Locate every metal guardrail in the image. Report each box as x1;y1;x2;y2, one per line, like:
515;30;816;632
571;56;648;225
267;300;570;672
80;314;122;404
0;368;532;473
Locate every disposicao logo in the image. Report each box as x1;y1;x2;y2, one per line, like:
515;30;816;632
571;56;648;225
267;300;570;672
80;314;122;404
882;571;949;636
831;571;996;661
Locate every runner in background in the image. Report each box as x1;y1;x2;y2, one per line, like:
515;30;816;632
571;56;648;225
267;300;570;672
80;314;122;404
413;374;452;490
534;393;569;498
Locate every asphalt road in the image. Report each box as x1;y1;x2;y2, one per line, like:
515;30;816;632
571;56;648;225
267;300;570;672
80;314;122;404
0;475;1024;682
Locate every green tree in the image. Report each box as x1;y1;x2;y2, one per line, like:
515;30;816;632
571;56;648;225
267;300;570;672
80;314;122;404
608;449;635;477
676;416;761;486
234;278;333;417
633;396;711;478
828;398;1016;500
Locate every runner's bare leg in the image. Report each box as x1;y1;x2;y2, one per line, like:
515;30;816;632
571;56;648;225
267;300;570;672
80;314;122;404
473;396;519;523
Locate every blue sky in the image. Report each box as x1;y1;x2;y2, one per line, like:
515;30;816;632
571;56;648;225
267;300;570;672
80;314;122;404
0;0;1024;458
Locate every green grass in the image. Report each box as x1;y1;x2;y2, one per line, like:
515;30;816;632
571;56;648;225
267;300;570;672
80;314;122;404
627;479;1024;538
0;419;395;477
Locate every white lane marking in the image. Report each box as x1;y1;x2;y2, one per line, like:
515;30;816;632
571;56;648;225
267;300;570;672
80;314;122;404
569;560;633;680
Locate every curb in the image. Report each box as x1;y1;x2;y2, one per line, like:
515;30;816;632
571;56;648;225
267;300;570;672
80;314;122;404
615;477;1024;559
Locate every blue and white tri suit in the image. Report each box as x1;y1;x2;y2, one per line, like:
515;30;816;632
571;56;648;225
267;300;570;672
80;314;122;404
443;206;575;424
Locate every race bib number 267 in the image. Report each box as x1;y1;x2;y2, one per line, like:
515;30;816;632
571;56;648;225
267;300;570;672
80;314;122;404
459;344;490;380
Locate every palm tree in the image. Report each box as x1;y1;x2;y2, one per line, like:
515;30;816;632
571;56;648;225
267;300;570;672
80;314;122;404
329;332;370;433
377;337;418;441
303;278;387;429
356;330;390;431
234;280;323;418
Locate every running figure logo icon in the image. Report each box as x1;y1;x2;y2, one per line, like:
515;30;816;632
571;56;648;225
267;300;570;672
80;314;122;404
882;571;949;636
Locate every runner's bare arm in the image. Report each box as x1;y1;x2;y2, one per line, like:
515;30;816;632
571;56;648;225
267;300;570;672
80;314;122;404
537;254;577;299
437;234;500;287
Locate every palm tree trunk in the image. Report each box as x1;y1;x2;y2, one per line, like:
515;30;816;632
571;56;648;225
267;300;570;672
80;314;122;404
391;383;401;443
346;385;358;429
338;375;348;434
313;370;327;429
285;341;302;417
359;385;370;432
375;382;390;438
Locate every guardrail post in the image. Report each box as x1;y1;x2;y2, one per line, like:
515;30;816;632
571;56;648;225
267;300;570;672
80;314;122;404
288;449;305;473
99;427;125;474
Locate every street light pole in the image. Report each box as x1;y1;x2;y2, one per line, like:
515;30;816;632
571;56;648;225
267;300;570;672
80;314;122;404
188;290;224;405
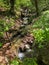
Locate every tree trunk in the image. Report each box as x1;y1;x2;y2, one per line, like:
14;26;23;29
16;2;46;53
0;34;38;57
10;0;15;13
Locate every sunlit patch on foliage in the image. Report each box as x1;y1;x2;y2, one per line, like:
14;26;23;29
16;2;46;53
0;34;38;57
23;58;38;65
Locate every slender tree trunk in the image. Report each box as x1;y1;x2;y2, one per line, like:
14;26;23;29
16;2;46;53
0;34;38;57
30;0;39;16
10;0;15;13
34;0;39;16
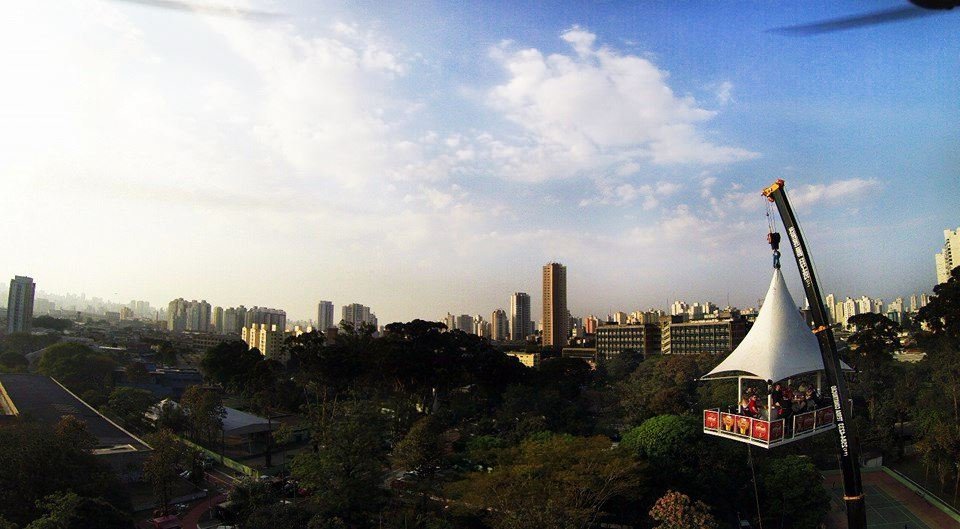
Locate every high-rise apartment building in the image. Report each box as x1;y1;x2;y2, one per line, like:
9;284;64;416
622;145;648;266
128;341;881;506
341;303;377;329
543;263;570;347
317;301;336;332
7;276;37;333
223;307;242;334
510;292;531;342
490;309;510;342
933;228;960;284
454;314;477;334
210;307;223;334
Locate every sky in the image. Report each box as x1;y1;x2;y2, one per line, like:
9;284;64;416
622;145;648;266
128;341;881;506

# # # # # # #

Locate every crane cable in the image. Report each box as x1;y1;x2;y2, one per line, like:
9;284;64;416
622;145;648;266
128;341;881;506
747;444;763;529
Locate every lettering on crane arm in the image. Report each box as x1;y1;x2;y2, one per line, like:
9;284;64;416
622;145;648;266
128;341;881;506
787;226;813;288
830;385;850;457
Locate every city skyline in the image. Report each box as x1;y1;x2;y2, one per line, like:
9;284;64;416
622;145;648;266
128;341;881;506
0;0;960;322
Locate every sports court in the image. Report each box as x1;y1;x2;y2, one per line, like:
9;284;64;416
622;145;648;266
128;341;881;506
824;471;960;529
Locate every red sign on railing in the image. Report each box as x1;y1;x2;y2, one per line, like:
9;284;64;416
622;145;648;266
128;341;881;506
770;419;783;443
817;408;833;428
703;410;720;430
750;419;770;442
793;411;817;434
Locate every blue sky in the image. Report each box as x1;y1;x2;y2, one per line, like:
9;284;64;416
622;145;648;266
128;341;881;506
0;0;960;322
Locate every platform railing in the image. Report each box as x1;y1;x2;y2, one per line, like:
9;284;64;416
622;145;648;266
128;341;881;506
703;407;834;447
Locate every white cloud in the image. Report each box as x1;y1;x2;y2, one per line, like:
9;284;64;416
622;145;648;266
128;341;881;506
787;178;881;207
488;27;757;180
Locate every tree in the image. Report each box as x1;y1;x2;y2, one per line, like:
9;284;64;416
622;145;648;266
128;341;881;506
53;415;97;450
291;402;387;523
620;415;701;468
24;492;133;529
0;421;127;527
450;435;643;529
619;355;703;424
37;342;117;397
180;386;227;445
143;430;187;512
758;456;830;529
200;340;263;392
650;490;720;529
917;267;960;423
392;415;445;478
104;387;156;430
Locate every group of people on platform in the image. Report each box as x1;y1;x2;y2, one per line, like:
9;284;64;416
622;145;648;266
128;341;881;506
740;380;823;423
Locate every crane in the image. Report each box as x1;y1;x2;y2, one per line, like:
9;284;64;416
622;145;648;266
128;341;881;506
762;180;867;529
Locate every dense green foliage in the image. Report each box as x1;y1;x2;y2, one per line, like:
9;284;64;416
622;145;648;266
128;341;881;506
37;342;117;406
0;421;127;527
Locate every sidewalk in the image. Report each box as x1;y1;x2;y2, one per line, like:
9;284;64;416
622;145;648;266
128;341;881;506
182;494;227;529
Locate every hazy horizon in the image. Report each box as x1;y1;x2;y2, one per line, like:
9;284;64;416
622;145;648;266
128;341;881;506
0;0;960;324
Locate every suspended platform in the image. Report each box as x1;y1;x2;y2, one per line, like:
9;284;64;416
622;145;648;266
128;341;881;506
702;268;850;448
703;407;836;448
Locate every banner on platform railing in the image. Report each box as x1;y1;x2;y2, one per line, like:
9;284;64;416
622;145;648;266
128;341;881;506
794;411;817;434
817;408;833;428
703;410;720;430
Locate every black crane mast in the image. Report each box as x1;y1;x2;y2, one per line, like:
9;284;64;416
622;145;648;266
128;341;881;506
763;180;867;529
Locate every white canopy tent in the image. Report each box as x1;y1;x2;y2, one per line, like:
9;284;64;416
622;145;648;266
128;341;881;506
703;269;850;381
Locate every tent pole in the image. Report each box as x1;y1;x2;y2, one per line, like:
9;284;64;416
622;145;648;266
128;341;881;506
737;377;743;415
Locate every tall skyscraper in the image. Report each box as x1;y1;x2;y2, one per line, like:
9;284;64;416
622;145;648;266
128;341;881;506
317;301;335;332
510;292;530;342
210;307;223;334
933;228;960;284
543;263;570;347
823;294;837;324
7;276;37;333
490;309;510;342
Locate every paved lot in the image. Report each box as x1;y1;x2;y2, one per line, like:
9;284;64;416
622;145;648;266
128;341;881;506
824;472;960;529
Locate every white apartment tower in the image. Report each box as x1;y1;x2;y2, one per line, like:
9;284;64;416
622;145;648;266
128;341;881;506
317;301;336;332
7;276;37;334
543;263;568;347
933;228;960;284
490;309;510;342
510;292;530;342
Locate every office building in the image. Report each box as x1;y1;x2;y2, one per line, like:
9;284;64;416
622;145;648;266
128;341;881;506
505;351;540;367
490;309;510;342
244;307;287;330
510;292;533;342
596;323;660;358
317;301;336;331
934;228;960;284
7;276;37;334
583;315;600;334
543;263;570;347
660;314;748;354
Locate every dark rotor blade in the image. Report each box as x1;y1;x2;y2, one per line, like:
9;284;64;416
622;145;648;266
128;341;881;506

# # # # # # #

_What to produce_
Duplicate the lines of the entries above verbatim, from the line with "Locate every green tree" to the line with "234;280;323;418", including both of those lines.

_Worked answer_
Locate every green tree in the image. Report each box as x1;y1;x2;y2, one per line, like:
515;30;816;632
571;56;648;225
267;300;570;672
80;314;122;404
608;449;635;477
676;416;761;486
234;278;333;417
633;396;711;478
828;398;1016;500
Locate every runner's bare leg in the image. Report each box as x1;y1;x2;y2, one per line, like:
515;30;816;632
571;56;648;225
267;300;570;672
80;314;122;404
473;396;519;523
Locate every blue sky in the image. Report each box as x1;y1;x2;y2, one per line, like:
515;30;816;632
571;56;648;225
267;300;570;672
80;314;122;404
0;0;1024;458
Locate every green grass in the image. Report each box as x1;y1;x2;y2, one per line, like:
515;30;816;632
571;56;648;225
267;300;570;672
80;314;122;404
627;479;1024;538
0;419;395;477
Locate every white lane marking in the image. Report each box as x1;y1;x2;y2, one per line, like:
515;30;816;632
571;56;648;225
267;300;570;672
80;314;122;404
569;560;633;680
Locate every curb in the image. Report each box as x1;y1;x2;y2, one per line, like:
515;30;816;632
571;56;648;225
267;300;570;672
80;314;122;404
615;477;1024;559
Locate every blue and white tri suit in the image. Report each box as x1;y1;x2;y2, one per line, like:
515;30;816;632
571;56;648;225
267;300;570;672
80;314;122;404
443;206;575;424
Locate every race bib number 267 in the image. Report each box as x1;y1;x2;y2, one per line, like:
515;30;816;632
571;56;648;225
267;300;570;672
80;314;122;404
459;344;490;380
Locate every palm tree in the image. Report each box as x1;y1;x2;y2, one per line, like:
515;30;816;632
571;56;648;225
267;300;570;672
80;314;122;404
329;332;370;433
377;337;418;441
303;278;387;429
356;330;390;431
234;280;323;418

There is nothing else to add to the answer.